### Tujuan tugas a
Menurut teks tentang robatayaki, dengan apa nelayan memanggang sate secara lambat?

### Teks
Dok. Gran Melia Jakarta Kushiyaki di Yoshi Izakaya-Gran Melia Jakarta
Pegawai kantoran di Jepang memiliki kebiasaan unik saat malam tiba, yaitu mengunjungi tempat makan dengan konsep
robatayaki. Keda makan ini sederhana, biasa disebut Izakaya. Dahulu konsep
robatayaki hanya ada di Izakaya yang kebetulan berada di pesisir. Penjajanya juga nelayan. Dengan konsep
robatayaki, pengunjung bisa melihat langsung proses memanggang sate-sate khas Jepang atau yang biasa disebut dengan
kushiyaki.
“Di Izakaya, pengunjung mengelilingi nelayan yang sedang memasak dengan proses
robata. Nelayan memanggang lambat dengan arang panas di atas lubang pasir. Di depannya telah tersedia aneka varian sate. Mulai dari yang berbahan dasar ayam hingga
seafood,” ungkap Japanese Chef Yoshi Izakaya-Gran Melia Jakarta, Tomoaki Ito pada
Kompas Travel.

### Daftar baris
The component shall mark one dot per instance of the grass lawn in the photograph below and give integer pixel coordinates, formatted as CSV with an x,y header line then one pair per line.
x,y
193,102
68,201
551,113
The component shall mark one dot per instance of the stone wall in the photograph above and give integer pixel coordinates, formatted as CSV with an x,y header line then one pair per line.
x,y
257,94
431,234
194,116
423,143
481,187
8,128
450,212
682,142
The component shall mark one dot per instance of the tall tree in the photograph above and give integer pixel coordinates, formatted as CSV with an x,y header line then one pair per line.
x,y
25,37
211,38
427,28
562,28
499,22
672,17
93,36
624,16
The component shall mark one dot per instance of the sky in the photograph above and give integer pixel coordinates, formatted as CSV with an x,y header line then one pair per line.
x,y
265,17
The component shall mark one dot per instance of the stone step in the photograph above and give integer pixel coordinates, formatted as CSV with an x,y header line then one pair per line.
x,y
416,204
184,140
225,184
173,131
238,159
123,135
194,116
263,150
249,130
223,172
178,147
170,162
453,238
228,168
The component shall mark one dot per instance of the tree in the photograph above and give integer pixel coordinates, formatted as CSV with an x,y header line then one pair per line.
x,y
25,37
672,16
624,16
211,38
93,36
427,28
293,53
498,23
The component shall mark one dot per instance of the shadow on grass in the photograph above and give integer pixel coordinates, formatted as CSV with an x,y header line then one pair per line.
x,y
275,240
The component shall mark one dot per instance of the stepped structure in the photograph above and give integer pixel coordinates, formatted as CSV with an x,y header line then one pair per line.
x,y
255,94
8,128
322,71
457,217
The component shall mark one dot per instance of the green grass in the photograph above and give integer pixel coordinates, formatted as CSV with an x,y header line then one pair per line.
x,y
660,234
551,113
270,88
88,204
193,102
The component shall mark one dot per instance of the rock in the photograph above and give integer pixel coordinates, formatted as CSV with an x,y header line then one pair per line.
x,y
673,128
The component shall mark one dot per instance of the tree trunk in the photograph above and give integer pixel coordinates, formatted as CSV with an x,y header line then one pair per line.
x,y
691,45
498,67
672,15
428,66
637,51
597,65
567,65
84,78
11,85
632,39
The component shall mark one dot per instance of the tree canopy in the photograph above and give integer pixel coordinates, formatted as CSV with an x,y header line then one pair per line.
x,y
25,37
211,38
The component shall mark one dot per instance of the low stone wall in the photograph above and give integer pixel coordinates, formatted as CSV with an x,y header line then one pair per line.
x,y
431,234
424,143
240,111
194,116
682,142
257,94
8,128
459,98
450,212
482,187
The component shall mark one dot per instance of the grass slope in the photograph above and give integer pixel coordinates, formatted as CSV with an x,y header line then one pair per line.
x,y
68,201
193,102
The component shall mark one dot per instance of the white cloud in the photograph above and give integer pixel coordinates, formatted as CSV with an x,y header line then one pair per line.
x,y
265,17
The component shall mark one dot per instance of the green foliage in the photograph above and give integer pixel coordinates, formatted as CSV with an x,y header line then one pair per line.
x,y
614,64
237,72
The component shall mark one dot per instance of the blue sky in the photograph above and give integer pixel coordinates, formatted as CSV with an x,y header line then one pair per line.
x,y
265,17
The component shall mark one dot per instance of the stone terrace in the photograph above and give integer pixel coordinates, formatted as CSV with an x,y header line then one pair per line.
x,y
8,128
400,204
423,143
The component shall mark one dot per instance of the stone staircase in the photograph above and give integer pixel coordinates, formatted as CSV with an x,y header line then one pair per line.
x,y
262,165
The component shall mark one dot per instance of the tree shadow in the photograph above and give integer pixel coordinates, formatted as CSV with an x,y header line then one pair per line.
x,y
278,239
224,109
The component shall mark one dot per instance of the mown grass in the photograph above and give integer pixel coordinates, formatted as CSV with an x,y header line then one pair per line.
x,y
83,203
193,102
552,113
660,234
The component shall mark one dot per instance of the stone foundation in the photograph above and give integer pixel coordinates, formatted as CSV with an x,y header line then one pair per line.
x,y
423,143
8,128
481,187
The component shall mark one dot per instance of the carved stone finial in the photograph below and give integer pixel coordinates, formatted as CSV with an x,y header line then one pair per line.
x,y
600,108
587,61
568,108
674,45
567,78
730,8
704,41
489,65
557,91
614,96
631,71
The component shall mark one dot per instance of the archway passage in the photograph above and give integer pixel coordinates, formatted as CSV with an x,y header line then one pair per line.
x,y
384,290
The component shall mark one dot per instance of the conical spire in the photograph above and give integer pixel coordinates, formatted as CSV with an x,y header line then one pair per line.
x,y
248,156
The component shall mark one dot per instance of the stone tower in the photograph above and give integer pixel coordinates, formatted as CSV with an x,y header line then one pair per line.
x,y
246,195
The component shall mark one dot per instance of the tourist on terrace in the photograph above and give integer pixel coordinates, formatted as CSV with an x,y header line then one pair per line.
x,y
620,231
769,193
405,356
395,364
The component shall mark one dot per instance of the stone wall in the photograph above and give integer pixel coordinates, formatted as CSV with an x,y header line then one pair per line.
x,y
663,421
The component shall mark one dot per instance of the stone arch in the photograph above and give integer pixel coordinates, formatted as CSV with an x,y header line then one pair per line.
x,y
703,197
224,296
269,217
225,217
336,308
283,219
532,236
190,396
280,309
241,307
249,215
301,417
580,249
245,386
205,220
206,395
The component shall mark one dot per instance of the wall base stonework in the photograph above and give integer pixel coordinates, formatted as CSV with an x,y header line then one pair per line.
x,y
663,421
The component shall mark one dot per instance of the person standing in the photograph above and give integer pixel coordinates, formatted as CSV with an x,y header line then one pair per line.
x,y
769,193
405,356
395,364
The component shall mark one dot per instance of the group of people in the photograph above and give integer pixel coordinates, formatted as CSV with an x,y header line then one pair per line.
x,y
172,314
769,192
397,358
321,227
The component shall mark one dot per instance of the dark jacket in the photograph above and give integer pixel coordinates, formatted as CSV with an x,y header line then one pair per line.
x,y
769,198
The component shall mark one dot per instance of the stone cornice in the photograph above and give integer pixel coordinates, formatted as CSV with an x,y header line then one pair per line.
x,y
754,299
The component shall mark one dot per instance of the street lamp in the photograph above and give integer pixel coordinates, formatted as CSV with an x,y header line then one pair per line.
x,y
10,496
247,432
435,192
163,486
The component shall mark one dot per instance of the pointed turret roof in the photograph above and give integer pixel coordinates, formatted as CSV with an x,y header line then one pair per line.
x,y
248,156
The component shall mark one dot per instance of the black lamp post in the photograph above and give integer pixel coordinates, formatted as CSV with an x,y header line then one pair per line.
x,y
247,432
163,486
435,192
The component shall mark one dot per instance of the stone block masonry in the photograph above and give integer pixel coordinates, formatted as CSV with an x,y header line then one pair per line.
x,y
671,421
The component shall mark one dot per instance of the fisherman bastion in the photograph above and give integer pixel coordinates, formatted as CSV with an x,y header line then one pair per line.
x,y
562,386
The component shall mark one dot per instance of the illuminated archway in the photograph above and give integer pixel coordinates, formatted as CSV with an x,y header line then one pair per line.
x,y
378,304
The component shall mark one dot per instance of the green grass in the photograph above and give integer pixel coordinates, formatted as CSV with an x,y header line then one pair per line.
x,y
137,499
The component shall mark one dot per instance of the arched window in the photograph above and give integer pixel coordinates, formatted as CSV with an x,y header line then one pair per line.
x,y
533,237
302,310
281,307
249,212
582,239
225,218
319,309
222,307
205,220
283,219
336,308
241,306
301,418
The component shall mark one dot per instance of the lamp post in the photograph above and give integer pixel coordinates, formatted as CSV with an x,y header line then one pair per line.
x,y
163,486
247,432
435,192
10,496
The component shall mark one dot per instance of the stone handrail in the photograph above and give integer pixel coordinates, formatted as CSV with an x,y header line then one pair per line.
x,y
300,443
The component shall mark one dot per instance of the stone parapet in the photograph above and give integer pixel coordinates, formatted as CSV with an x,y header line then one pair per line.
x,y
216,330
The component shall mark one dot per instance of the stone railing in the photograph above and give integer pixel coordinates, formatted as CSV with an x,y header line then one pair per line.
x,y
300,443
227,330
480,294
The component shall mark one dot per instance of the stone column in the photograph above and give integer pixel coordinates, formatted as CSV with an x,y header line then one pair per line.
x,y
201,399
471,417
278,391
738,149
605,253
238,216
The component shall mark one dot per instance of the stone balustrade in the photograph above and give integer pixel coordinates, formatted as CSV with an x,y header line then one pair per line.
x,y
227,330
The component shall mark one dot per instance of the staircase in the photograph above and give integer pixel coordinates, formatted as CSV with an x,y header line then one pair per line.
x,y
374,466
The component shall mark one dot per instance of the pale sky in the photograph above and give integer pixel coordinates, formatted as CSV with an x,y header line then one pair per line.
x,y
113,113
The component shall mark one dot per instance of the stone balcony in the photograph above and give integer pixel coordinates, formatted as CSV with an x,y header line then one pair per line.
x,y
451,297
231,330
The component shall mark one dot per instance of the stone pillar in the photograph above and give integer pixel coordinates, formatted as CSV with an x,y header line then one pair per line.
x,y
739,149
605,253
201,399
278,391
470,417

### Tujuan tugas b
Tolong salin kata demi kata baris-baris di daftar baris, mulai dari baris yang memuat "the stone pillar" sampai baris terakhir daftar itu, kedua ujungnya ikut disalin.

### Jawaban yang diharapkan a
Dengan arang panas di atas lubang pasir.

### Jawaban yang diharapkan b
The component shall mark one dot per instance of the stone pillar in the photograph above and give integer pixel coordinates, formatted as CSV with an x,y header line then one pair per line.
x,y
739,149
605,253
201,399
278,391
470,417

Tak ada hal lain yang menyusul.